** Requirement **
Report every line of the material that contains the word "water", copying each such line in full.

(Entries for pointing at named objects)
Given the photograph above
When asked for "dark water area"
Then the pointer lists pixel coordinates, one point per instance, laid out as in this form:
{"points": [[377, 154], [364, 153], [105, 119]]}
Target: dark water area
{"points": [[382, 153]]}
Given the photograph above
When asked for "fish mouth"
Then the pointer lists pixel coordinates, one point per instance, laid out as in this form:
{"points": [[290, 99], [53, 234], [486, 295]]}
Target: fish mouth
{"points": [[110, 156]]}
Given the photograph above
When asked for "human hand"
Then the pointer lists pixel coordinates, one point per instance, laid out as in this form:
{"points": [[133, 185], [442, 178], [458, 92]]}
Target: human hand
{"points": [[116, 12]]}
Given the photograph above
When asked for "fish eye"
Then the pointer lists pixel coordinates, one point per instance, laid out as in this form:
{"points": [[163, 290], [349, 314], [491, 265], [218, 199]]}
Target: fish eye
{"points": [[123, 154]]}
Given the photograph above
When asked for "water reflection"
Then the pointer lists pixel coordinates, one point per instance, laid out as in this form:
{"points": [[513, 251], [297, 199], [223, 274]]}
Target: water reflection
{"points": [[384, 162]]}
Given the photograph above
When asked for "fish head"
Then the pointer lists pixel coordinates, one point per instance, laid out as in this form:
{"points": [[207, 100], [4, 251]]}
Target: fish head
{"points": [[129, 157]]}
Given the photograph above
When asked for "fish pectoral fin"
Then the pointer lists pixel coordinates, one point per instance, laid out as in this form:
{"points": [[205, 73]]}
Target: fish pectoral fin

** Response to the exercise **
When asked for "dark water area"
Target: dark water area
When asked for "water reflection"
Target: water reflection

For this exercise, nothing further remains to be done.